## 表示テキスト
--------

引き胴の打突後の形ですが、正しくは胴を打った形のままさがるが基本だと思います。
つまり、左手がカラダの中心で右肘がしっかり打った形に伸び、相手と正対した形で
す。
引き逆胴の場合は、相手の左わき腹から斜めに入った竹刀をカラダをさげながらその
まま一直線に自分の左斜め下まで切り下げていきますが、右胴を打った場合は上記の
ように打突したところで止める形になります。
本来は万年書生さんがおっしゃるように、右胴も切り下げていくのが正しいように思
いますが、どういうわけか、私が基本を教わった昭和40年代にはこうした打ち方で
した。引き胴を振り抜くのは「品がない」「危険な行為」として戒められていたよう
です。

しかし、近年、高校生・大学生の間での引き胴は、このような基本の形で決めている
ものが有効打突としてとりにくくなってしまいました。というのも、この打ち方だと
上にも書いた通り、打突した瞬間に手の内を締めて止めなければならないため、打突
に勢いと思い切りがないように見えてしまうためです。力のない女子選手などの場合
だと、基本通りの打ち方ではいい音がしないこともあるんです。

そこで出てきたのが、万年書生さんがおっしゃってるような打ち方です。まさに、相
手の右胴を抉りとるような打ち方です。
打ち下ろしになってますから当たりも力強く、相手に対して正対せずややカラダを斜
めにしてさがるため、勢いも十分に表現できます。また、基本は送り足ですがクロス
に歩み足を使っていて実際に早くさがれます。
基本とは言いがたいのですが、しっかり打てていれば有効打突として判定して差し支
えないと思われます。この判断は、右片手だけで抜いて打った胴と同じでしょうか。
ただし、男子の中には打突の瞬間、背中を向けてしまう選手もおりますが、そうした
ものは有効打突とは判定できないと考えます。

--------

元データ

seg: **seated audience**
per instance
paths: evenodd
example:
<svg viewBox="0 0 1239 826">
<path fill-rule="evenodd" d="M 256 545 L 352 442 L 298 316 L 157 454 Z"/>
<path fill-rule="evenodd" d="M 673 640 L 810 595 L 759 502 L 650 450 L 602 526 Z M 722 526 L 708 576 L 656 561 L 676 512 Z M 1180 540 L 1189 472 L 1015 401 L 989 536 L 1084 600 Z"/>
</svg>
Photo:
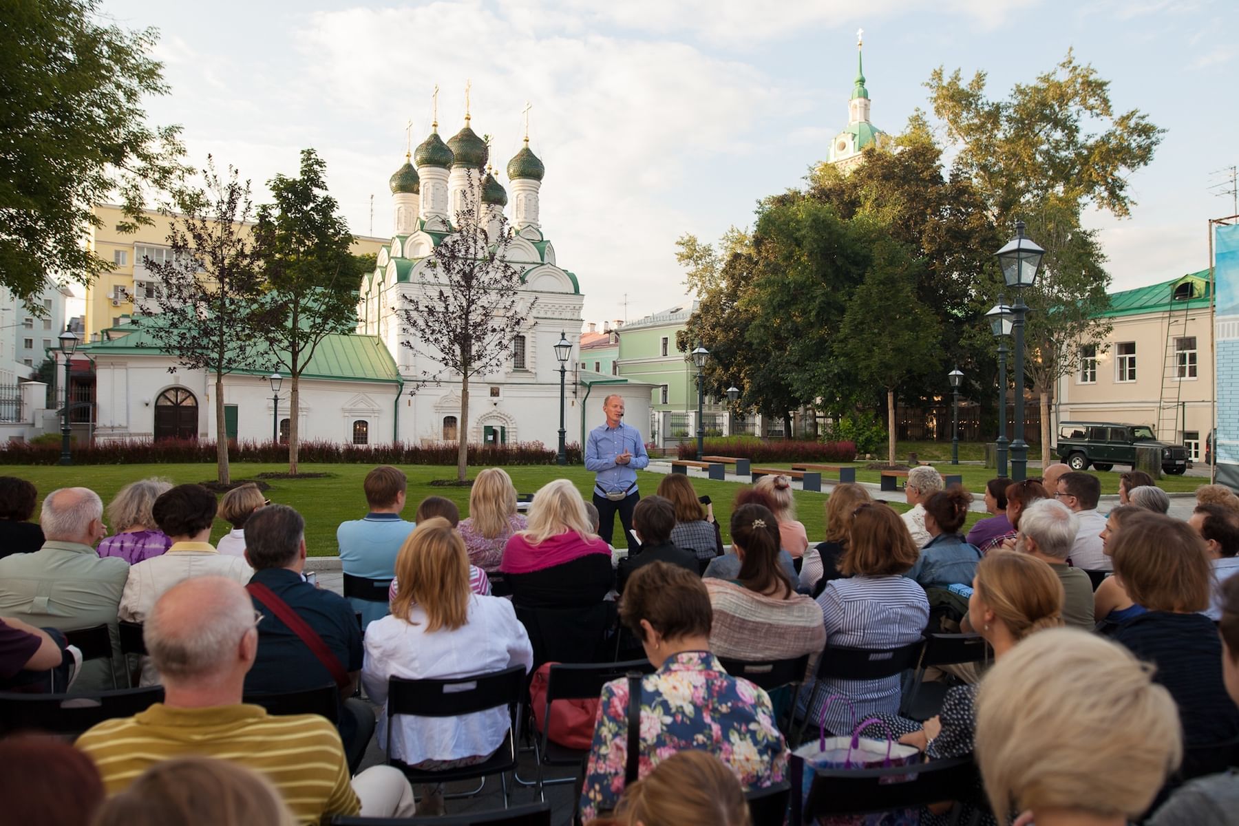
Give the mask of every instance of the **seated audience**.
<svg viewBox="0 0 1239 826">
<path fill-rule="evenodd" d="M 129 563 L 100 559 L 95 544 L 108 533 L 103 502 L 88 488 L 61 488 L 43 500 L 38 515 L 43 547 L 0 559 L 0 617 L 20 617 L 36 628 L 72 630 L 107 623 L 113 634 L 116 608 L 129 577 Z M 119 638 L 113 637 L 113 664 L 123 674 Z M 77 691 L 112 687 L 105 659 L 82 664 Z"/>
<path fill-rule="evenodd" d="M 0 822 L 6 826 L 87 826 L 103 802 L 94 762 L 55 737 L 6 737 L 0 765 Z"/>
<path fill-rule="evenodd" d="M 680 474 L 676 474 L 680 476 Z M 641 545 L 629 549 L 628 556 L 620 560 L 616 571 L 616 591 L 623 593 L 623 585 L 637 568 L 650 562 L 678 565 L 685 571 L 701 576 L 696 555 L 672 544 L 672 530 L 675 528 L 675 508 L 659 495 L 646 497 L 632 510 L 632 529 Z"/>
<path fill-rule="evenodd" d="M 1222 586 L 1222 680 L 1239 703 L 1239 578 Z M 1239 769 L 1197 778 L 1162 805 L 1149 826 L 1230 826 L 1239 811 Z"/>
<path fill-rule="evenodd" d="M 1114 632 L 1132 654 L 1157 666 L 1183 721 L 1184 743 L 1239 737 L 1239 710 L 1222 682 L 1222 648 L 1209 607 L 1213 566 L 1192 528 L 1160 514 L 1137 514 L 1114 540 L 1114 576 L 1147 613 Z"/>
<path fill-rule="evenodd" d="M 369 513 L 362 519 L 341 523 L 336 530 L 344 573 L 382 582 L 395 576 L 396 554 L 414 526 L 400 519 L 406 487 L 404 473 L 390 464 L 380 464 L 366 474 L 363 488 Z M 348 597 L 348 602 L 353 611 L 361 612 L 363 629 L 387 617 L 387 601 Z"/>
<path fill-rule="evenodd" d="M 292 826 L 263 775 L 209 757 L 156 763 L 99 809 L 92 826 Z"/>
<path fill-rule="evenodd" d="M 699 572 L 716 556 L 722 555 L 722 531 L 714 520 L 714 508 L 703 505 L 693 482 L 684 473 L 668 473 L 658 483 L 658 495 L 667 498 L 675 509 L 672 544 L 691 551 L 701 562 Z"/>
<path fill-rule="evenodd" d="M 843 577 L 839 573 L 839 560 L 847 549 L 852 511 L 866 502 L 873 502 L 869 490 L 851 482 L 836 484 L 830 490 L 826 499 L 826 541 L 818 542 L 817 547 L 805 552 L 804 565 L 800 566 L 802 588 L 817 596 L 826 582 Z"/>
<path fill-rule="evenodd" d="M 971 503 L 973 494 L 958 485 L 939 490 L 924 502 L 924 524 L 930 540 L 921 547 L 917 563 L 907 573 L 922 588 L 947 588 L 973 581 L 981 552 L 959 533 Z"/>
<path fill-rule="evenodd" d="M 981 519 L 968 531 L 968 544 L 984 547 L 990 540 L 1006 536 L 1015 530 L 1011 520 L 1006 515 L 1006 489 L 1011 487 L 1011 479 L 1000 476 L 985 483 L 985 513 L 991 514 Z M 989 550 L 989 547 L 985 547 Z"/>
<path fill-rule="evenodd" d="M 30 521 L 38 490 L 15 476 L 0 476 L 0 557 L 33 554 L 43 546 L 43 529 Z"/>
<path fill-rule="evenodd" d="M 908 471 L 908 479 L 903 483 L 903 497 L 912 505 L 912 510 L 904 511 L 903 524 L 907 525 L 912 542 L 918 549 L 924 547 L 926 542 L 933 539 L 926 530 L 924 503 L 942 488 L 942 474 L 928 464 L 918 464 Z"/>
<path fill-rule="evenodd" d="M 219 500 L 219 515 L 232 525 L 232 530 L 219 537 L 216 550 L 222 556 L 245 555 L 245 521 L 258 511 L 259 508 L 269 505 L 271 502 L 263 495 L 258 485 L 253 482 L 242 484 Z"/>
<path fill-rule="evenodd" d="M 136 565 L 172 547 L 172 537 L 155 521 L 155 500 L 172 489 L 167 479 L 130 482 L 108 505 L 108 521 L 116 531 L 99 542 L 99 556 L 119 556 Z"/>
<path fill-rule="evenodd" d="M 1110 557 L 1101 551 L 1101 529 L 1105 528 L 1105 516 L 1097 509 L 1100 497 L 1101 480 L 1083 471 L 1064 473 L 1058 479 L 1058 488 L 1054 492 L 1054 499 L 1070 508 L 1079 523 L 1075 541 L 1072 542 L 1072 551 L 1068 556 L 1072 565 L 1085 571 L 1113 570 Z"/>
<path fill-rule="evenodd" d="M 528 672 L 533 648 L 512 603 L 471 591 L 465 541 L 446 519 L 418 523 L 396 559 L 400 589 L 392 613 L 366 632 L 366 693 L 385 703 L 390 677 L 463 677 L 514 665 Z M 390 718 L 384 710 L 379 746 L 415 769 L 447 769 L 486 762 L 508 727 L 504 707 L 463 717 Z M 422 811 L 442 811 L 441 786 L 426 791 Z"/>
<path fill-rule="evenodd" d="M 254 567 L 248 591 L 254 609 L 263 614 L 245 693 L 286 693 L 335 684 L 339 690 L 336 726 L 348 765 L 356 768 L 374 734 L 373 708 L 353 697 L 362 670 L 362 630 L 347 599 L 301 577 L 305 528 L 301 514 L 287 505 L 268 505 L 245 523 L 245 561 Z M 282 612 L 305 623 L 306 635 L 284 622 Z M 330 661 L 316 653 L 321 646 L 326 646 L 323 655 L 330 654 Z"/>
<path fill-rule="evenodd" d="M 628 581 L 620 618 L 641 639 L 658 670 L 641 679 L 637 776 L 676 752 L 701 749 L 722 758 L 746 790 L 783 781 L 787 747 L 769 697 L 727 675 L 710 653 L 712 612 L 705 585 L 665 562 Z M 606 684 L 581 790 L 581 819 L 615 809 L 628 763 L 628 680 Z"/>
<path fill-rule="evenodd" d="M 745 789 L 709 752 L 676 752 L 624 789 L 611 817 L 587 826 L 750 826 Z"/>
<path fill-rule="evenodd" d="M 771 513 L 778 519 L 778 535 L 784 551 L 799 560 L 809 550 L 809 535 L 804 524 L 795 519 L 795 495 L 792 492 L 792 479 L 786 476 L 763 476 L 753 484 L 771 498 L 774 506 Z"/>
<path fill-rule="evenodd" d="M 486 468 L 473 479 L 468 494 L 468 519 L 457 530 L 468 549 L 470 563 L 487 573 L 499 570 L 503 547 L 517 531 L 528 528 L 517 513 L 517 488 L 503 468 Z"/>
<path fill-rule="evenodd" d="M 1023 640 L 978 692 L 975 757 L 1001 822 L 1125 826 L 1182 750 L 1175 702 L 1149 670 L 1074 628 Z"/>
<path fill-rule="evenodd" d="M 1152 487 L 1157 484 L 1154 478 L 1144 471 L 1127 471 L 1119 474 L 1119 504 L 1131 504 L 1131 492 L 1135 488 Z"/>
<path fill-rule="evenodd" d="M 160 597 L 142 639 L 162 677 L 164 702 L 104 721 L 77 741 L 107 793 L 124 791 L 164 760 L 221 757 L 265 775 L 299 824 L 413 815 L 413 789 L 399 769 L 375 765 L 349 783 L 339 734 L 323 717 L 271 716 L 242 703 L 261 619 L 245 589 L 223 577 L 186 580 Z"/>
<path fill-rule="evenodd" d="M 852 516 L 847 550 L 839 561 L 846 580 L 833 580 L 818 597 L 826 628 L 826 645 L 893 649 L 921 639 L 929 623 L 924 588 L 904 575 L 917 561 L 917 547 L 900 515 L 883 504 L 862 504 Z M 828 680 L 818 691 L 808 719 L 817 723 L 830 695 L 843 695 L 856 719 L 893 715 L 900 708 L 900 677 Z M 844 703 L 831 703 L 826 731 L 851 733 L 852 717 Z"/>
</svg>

--------

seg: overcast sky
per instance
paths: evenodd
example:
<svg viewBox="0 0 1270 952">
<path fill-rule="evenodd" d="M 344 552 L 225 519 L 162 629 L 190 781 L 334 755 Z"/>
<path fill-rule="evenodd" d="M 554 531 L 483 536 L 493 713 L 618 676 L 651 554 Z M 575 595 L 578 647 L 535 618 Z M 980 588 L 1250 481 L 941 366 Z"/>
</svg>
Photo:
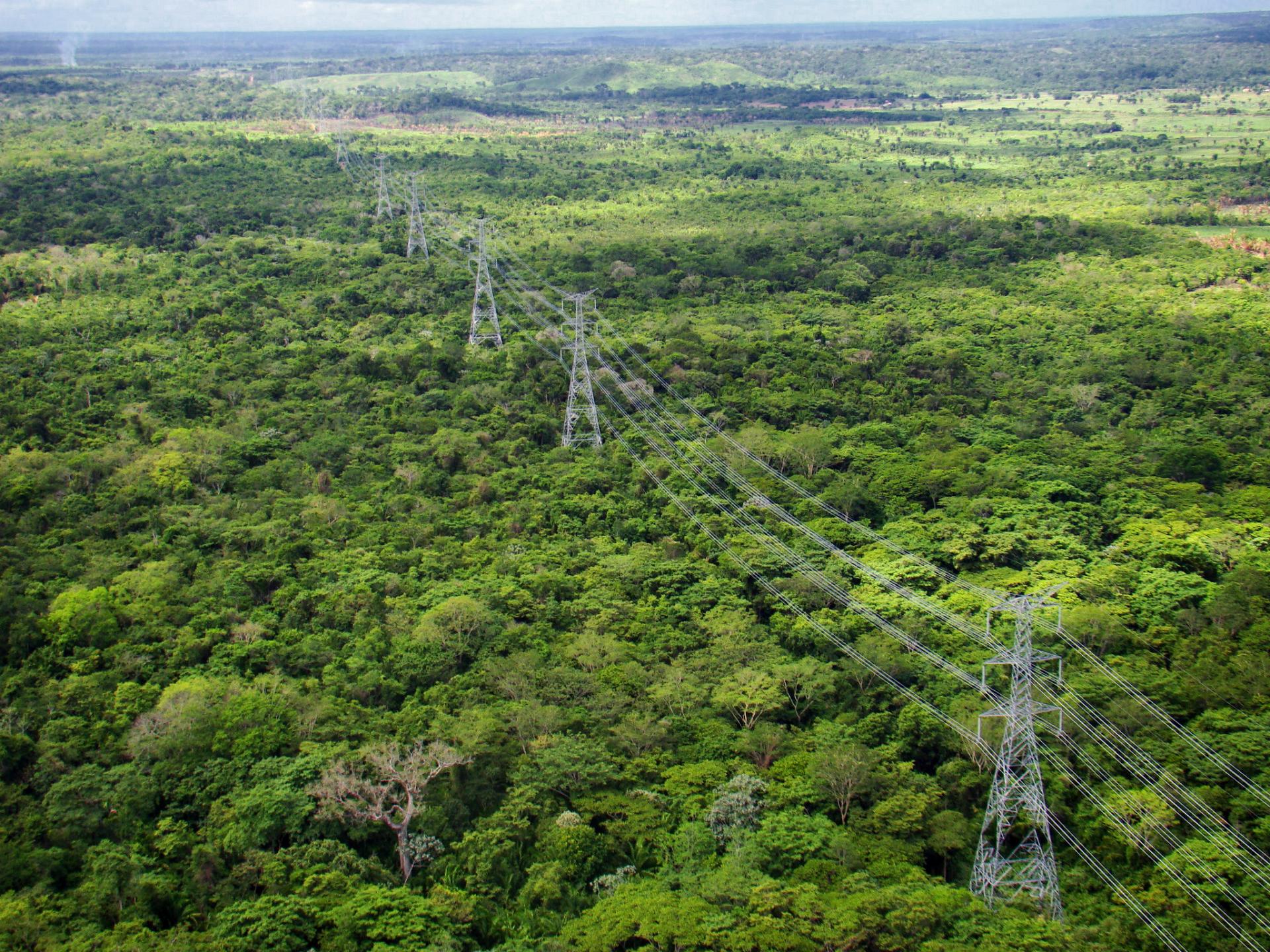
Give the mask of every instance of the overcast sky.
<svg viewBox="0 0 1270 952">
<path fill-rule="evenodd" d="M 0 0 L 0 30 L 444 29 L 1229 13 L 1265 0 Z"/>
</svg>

--------

## 必要な作業
A. 「seg: **seated audience**」を含む行から「699 572 L 716」を含む行まで（両端を含む）のエントリーを、依頼文も含めて書き直し、解答に含まれるすべての数値（多角形の座標）に89を加えてください。画像は回答に含めないでください。
B. 引き胴についての文章を引き継ぎ、最後の文の後から続きを書いてください。

## 最終回答
A.
seg: **seated audience**
per instance
paths: evenodd
example:
<svg viewBox="0 0 1239 826">
<path fill-rule="evenodd" d="M 256 545 L 352 442 L 298 316 L 157 454 Z"/>
<path fill-rule="evenodd" d="M 673 640 L 810 595 L 759 502 L 650 450 L 602 526 Z M 722 526 L 708 576 L 656 561 L 676 512 Z M 1180 540 L 1189 472 L 1015 401 L 989 536 L 1084 600 Z"/>
</svg>
Photo:
Give the mask of every instance of the **seated audience**.
<svg viewBox="89 89 1328 915">
<path fill-rule="evenodd" d="M 218 652 L 189 648 L 184 633 L 197 622 L 192 591 L 177 577 L 150 577 L 132 589 L 127 604 L 132 636 L 89 648 L 89 706 L 109 706 L 125 717 L 161 719 L 196 712 L 202 723 L 205 697 L 218 666 Z M 208 727 L 202 726 L 202 753 L 212 763 Z M 166 780 L 201 776 L 194 748 L 171 753 Z"/>
<path fill-rule="evenodd" d="M 89 911 L 95 915 L 176 915 L 192 891 L 183 851 L 144 826 L 95 826 L 89 854 Z"/>
<path fill-rule="evenodd" d="M 769 563 L 765 563 L 769 565 Z M 730 634 L 718 638 L 717 645 L 709 649 L 705 660 L 705 680 L 712 682 L 712 674 L 726 657 L 739 651 L 767 654 L 774 660 L 790 665 L 785 644 L 761 633 L 761 619 L 764 617 L 764 597 L 748 584 L 735 586 L 721 599 L 721 618 Z"/>
<path fill-rule="evenodd" d="M 1311 675 L 1311 769 L 1328 792 L 1328 667 Z M 1328 858 L 1286 867 L 1251 894 L 1238 915 L 1319 915 L 1328 900 Z"/>
<path fill-rule="evenodd" d="M 1203 721 L 1221 743 L 1246 755 L 1272 810 L 1273 832 L 1328 826 L 1328 799 L 1311 771 L 1311 737 L 1298 696 L 1302 655 L 1281 617 L 1249 603 L 1226 603 L 1203 629 L 1203 665 L 1236 702 Z"/>
<path fill-rule="evenodd" d="M 458 602 L 451 608 L 430 612 L 425 619 L 433 662 L 471 671 L 484 665 L 485 643 L 503 615 L 489 608 L 495 576 L 493 562 L 479 553 L 469 553 L 455 563 L 452 577 Z M 437 686 L 437 691 L 442 700 L 450 701 L 452 718 L 476 706 L 476 690 Z"/>
<path fill-rule="evenodd" d="M 381 915 L 352 864 L 298 846 L 245 852 L 188 898 L 181 915 Z"/>
<path fill-rule="evenodd" d="M 788 661 L 805 645 L 811 644 L 811 620 L 803 609 L 803 597 L 792 594 L 782 571 L 773 562 L 757 562 L 747 572 L 747 584 L 756 587 L 764 598 L 761 633 L 780 640 L 790 651 Z"/>

B.
お名前: 万年書生   
>to Hide.さん

 重ね重ねご返答ありがとうございます。すっきりしました。
 ところで、引き胴を打った後、どのような形(姿勢)をとることが正しい残心の示し方なの
でしょうか。
 私が(小学生を)教えている道場は、市立中学校の武道場を借りて稽古を行っています。必
然的に、その中学校の部活動の後半の部分を目にすることも、部員の一部がそのまま残って、
私どもの稽古に参加してくれることもあります。その中学校の剣道部は周辺地域ではかなり強
い部類に属しているので、小学生のモチベーションを上げるためにも、彼らの稽古参加はたい
へんありがたく、大歓迎しています。
 ところが、彼らが引き胴を打つと、一様に、『竹刀を左前方(左足の前方ではありません。
それよりも更に左側です)、切先が床につくくらいの位置』でさがっていきます。鍔競り合い
の段階から竹刀の動きをみると、相手の右わき腹を『そぎおとす』あるいは『けずる』ような
動作に見えます。
 私見ですが、この打ちは元来『相手の右わき腹から入って、左わき腹(骨盤のあたり?)に
刀を抜く』ワザなのではないかと心得ております。とすると、打突後、竹刀が打った本人の左
側にあるのは、いくら竹刀競技といってもどうも合点がいきません。逆に、竹刀競技であれば
こそ、『打った(瞬間の)そのままの形』でさがれば、相手の次の責めに対して応じる時間の
ロスを最小限にできると思うのですが。
 Hide.さん、みなさんいかがでしょう?

お名前: Hide.   
To 万年書生さん

>やはり、左手をスライドさせることは自然な動作なのですね。

実は昨日、稽古の折に胴の三挙動をしてみました。昨日の記述では、「胴の三挙動
と一挙動だけは左の握りをスライドさせる関係上、右手で振り下ろしの始動をしなけ
ればならないという矛盾が生じています」となっていますが、左の握りをスライドさ
せながらでも左手始動で振り下ろしを行なうことが可能でした。問題は相手との体の
すれ違い(抜ける動作)で、この時だけは左の握りを緩めないわけにはいかず、竹刀
を落とさないためにも右でしっかり保持する必要がありました。
若干の訂正ですがお許しくださいm(_ _)m


>引き胴及び逆胴をうつ際には、スライドは行わないのは何故なのでしょうか?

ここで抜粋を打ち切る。